Exercise brief: Can you rewrite the material below with "Outline" substituted for "Highlight" everywhere and everything else left the same?

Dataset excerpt
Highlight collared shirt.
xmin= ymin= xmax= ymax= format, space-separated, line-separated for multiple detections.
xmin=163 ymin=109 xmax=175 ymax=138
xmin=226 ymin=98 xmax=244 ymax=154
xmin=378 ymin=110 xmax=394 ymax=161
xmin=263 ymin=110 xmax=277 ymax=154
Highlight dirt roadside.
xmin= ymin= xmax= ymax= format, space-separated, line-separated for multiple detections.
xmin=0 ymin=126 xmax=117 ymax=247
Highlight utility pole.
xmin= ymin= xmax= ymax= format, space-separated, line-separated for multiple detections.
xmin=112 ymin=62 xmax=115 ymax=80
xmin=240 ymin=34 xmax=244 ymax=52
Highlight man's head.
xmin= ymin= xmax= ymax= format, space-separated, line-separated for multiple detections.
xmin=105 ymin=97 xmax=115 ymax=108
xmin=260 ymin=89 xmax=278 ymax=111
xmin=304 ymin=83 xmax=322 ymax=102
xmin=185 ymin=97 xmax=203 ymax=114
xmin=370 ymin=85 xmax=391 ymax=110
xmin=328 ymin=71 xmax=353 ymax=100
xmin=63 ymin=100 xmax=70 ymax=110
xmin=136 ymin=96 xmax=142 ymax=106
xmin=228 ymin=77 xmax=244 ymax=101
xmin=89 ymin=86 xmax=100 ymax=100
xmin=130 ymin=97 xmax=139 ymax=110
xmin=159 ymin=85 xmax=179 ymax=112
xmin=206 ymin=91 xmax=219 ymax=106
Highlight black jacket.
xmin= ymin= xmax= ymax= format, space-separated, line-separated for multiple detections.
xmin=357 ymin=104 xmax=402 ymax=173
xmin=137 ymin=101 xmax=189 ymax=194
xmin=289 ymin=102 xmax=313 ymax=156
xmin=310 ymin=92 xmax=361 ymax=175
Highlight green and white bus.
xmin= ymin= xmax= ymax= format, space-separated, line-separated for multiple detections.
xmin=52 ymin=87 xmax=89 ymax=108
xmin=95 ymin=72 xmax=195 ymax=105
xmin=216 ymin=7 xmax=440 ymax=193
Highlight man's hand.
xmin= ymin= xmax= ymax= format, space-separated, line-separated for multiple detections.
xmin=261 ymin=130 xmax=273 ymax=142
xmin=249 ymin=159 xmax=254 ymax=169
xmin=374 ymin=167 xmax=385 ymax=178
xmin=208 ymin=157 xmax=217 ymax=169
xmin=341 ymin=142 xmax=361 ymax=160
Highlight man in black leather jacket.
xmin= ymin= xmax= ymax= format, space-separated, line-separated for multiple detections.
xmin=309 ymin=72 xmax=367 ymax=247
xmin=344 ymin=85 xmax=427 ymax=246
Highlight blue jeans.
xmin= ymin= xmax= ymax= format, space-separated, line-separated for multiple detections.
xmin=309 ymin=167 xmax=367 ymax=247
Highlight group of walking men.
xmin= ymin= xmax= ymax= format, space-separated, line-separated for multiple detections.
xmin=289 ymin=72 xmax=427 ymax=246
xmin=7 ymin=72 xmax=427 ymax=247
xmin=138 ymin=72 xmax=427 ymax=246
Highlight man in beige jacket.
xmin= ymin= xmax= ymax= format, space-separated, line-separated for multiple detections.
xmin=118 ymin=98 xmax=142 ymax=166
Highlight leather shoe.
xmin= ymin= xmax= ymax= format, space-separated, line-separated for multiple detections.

The solution:
Outline collared shirt.
xmin= ymin= xmax= ymax= format, space-separated, line-separated for multiple detections.
xmin=163 ymin=109 xmax=175 ymax=138
xmin=226 ymin=98 xmax=244 ymax=154
xmin=378 ymin=110 xmax=394 ymax=161
xmin=263 ymin=110 xmax=277 ymax=154
Outline dirt roadside.
xmin= ymin= xmax= ymax= format, space-separated, line-separated for multiple detections.
xmin=0 ymin=126 xmax=117 ymax=247
Outline utility pole.
xmin= ymin= xmax= ymax= format, space-separated, line-separated for multiple detections.
xmin=112 ymin=62 xmax=115 ymax=80
xmin=240 ymin=34 xmax=244 ymax=52
Outline man's head.
xmin= ymin= xmax= ymax= format, space-separated, line-separated for multiple detections.
xmin=105 ymin=97 xmax=115 ymax=108
xmin=260 ymin=89 xmax=278 ymax=111
xmin=304 ymin=83 xmax=322 ymax=102
xmin=185 ymin=97 xmax=203 ymax=114
xmin=370 ymin=85 xmax=391 ymax=110
xmin=328 ymin=71 xmax=353 ymax=100
xmin=63 ymin=100 xmax=70 ymax=110
xmin=136 ymin=96 xmax=142 ymax=106
xmin=228 ymin=77 xmax=244 ymax=101
xmin=89 ymin=86 xmax=100 ymax=100
xmin=130 ymin=97 xmax=139 ymax=110
xmin=159 ymin=85 xmax=179 ymax=112
xmin=206 ymin=91 xmax=219 ymax=106
Outline black jacket.
xmin= ymin= xmax= ymax= format, space-separated, line-separated for multiple detections.
xmin=357 ymin=104 xmax=402 ymax=173
xmin=137 ymin=101 xmax=189 ymax=194
xmin=289 ymin=102 xmax=313 ymax=156
xmin=310 ymin=92 xmax=361 ymax=175
Outline green and white bus.
xmin= ymin= xmax= ymax= format, space-separated, line-separated for multiple detections.
xmin=52 ymin=87 xmax=89 ymax=108
xmin=95 ymin=72 xmax=195 ymax=105
xmin=216 ymin=7 xmax=440 ymax=193
Outline man's hand.
xmin= ymin= xmax= ymax= format, space-separated, line-separated for multiple detections.
xmin=261 ymin=130 xmax=273 ymax=142
xmin=249 ymin=159 xmax=254 ymax=169
xmin=374 ymin=167 xmax=385 ymax=178
xmin=208 ymin=157 xmax=217 ymax=169
xmin=341 ymin=142 xmax=361 ymax=160
Outline man in black leather jacket.
xmin= ymin= xmax= ymax= format, space-separated, line-separated for multiple detections.
xmin=309 ymin=72 xmax=367 ymax=247
xmin=344 ymin=85 xmax=427 ymax=246
Outline blue jeans.
xmin= ymin= xmax= ymax= format, space-separated, line-separated for multiple detections.
xmin=309 ymin=167 xmax=367 ymax=247
Outline group of walking men.
xmin= ymin= xmax= ymax= format, space-separated, line-separated for multiple detections.
xmin=289 ymin=72 xmax=427 ymax=246
xmin=7 ymin=72 xmax=427 ymax=247
xmin=138 ymin=72 xmax=427 ymax=246
Outline man in beige jacket.
xmin= ymin= xmax= ymax= format, space-separated, line-separated for multiple detections.
xmin=118 ymin=98 xmax=142 ymax=166
Outline leather shoe.
xmin= ymin= xmax= ymax= format, space-separated, line-separated for multiple detections.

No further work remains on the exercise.